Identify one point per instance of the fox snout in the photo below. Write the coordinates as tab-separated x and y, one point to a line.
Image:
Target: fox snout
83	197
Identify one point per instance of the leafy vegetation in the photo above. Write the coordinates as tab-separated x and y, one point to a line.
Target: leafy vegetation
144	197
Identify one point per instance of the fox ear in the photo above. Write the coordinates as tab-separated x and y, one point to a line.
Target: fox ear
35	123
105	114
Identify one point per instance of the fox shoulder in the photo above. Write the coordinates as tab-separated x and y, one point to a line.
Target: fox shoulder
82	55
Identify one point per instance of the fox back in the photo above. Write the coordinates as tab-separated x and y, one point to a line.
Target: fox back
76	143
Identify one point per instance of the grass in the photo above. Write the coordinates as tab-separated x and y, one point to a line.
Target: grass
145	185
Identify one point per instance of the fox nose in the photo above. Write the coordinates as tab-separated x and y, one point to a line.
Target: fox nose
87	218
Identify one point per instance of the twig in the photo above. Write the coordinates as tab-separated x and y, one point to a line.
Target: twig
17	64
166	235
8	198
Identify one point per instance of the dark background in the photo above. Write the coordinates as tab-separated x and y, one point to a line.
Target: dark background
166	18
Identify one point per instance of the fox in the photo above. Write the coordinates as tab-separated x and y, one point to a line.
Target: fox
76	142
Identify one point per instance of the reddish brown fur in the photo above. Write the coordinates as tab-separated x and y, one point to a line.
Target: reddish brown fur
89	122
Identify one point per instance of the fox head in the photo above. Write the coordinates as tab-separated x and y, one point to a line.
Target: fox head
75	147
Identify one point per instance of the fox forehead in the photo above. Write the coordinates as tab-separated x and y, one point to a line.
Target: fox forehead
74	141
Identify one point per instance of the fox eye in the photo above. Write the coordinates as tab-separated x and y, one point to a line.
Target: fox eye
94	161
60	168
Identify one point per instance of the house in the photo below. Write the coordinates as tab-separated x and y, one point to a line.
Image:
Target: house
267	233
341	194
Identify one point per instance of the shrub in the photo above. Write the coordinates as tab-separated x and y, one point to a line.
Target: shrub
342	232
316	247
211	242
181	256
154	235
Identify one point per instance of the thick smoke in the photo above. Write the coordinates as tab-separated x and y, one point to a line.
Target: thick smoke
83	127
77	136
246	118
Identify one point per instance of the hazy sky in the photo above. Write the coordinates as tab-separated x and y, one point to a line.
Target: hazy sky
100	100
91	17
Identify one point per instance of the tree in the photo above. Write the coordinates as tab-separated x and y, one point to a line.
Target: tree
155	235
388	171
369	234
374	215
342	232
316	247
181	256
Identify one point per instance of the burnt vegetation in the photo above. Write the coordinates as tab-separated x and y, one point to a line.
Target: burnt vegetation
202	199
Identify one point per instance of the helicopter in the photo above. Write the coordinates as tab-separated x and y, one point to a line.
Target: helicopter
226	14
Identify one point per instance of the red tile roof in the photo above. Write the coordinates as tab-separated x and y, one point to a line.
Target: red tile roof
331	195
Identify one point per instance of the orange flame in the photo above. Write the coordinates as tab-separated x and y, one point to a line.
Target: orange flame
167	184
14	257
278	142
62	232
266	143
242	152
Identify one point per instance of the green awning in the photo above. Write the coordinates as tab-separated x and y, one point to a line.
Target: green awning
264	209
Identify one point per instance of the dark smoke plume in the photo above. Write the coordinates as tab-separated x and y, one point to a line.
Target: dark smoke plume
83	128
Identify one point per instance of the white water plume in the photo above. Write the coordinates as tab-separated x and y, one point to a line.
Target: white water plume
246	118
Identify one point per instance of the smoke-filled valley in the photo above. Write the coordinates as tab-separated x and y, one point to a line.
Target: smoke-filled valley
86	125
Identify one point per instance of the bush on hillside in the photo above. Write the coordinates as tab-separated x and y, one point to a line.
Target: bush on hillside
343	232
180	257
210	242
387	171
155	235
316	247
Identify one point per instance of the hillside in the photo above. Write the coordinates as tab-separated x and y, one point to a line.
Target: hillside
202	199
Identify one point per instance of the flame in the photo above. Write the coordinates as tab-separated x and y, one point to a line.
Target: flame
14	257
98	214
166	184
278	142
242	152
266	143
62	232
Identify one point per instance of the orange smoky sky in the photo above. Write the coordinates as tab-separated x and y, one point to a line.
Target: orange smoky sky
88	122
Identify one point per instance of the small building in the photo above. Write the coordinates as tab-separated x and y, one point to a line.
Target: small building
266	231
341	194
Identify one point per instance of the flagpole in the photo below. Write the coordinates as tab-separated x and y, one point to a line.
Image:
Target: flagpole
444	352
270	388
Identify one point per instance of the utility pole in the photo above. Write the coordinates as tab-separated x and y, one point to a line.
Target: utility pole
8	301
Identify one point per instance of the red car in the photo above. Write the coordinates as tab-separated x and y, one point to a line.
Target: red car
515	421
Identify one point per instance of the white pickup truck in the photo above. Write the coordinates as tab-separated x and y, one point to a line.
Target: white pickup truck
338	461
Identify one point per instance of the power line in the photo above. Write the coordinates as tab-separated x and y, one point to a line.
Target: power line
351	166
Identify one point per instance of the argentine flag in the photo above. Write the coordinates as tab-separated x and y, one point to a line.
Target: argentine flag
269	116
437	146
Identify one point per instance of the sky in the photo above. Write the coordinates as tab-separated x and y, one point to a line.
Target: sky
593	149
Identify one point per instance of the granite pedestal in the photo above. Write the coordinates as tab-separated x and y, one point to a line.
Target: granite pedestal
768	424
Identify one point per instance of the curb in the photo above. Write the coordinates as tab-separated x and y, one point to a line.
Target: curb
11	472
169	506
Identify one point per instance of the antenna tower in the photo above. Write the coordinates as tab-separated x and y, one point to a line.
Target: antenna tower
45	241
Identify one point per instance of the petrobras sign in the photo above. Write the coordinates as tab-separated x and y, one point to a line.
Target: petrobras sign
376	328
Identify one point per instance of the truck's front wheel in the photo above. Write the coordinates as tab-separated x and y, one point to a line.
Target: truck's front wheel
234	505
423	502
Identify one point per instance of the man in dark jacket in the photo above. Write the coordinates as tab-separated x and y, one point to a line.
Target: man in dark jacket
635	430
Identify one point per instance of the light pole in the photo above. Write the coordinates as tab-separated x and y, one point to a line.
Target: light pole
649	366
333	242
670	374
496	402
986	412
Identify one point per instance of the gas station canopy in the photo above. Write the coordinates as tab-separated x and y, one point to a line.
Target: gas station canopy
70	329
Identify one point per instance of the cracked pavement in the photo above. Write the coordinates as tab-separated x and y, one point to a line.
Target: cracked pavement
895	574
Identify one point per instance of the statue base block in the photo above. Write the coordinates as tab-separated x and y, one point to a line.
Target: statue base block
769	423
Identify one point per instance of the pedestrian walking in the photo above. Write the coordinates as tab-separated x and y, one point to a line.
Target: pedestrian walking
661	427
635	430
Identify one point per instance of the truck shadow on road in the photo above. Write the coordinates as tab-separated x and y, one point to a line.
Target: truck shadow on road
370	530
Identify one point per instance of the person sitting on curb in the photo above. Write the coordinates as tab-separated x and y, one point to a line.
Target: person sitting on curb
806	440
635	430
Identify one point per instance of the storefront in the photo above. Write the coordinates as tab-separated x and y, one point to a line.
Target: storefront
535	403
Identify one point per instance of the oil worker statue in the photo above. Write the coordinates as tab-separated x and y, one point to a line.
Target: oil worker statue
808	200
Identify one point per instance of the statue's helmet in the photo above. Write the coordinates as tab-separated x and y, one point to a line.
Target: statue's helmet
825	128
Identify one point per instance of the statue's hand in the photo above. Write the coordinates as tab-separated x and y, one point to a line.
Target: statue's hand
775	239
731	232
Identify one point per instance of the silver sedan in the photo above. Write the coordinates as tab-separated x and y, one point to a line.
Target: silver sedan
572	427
-- -- --
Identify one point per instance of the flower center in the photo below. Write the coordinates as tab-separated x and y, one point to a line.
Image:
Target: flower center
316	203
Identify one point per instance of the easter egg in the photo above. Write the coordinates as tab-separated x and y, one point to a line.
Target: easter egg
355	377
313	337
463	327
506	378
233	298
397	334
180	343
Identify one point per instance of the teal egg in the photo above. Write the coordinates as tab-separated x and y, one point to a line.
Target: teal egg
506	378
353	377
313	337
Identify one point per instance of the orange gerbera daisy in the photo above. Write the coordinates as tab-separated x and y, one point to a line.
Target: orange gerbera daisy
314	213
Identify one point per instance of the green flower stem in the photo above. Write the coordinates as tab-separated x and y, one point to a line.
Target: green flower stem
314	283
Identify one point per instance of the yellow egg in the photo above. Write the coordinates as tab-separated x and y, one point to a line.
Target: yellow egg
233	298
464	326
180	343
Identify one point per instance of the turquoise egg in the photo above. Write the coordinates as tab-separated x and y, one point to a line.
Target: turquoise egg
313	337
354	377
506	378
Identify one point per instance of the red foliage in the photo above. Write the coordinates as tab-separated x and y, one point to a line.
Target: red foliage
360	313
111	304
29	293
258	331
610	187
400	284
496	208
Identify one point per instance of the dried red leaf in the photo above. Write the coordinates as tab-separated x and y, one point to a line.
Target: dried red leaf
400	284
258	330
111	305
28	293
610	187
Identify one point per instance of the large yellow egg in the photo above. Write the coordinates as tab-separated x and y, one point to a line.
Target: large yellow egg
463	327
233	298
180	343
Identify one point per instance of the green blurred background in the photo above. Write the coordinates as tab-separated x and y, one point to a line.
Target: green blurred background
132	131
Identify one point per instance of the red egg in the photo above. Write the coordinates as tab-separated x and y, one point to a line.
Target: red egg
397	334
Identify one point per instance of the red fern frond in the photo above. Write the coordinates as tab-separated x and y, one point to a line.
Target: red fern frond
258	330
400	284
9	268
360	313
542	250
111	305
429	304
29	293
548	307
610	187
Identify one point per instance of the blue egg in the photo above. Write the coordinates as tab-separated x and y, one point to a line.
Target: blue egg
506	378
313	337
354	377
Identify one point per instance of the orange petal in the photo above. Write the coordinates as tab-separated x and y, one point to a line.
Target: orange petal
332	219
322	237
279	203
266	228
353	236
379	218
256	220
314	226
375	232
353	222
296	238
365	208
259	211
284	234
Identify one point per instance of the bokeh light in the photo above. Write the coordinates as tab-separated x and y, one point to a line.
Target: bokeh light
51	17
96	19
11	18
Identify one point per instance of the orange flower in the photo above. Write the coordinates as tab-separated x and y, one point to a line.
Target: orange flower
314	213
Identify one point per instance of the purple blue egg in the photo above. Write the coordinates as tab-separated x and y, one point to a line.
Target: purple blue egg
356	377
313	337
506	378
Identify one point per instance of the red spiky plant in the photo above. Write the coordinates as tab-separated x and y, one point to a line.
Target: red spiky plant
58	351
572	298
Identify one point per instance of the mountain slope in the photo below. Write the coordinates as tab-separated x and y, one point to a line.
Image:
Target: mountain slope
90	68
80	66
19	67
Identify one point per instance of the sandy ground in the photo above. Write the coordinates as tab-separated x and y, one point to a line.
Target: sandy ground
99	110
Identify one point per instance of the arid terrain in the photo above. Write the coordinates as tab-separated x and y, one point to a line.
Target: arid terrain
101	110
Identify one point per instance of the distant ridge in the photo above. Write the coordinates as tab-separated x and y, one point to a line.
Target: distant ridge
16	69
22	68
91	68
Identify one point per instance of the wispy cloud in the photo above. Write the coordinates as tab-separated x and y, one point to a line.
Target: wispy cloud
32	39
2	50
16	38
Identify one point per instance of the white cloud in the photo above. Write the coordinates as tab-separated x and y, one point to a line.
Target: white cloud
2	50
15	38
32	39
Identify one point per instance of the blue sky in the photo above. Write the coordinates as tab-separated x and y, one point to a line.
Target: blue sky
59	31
-- -- --
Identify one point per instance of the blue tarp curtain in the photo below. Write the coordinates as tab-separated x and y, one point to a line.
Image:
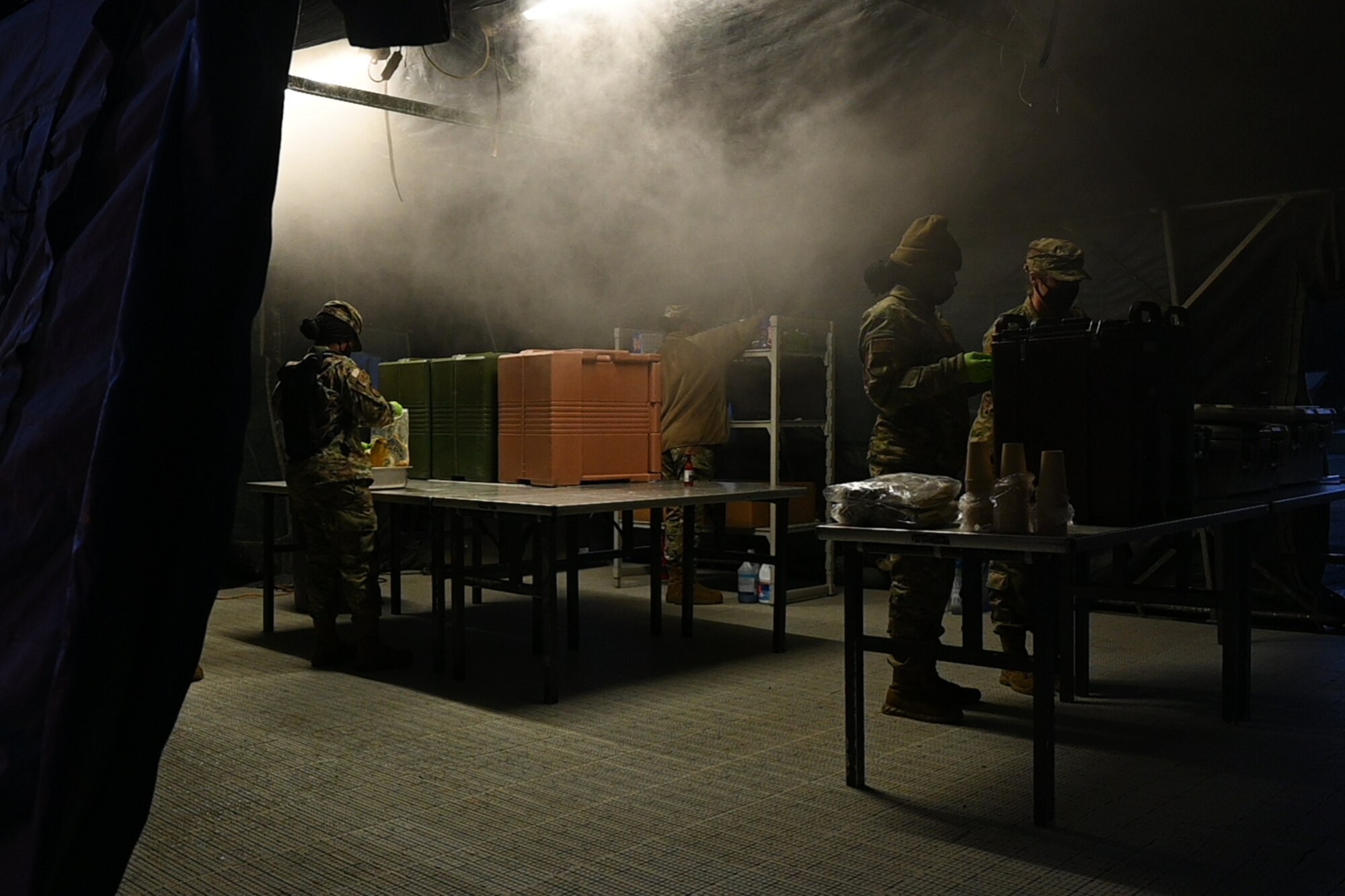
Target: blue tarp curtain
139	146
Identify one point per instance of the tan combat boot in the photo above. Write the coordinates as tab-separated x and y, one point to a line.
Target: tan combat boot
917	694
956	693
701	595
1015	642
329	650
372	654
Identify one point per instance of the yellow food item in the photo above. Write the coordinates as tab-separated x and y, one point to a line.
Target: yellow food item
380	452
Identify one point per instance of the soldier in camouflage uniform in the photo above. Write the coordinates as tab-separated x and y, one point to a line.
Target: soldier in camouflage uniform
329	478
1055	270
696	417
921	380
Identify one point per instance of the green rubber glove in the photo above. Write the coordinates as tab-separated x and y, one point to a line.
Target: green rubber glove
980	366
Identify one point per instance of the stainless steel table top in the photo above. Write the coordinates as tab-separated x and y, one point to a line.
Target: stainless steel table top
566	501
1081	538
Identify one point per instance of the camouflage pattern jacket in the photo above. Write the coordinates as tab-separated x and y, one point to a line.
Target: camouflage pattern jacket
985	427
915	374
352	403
-- -- --
TASK PROMPT:
Which lines of the data above contain the word "roof"? Locate each one and copy it in full.

ANSWER TO THIS EXERCISE:
Identify one point per instance of the red tile roof in the photo above. Write the coordinates as tab-separated x and y, one point to a line.
Target: red tile roof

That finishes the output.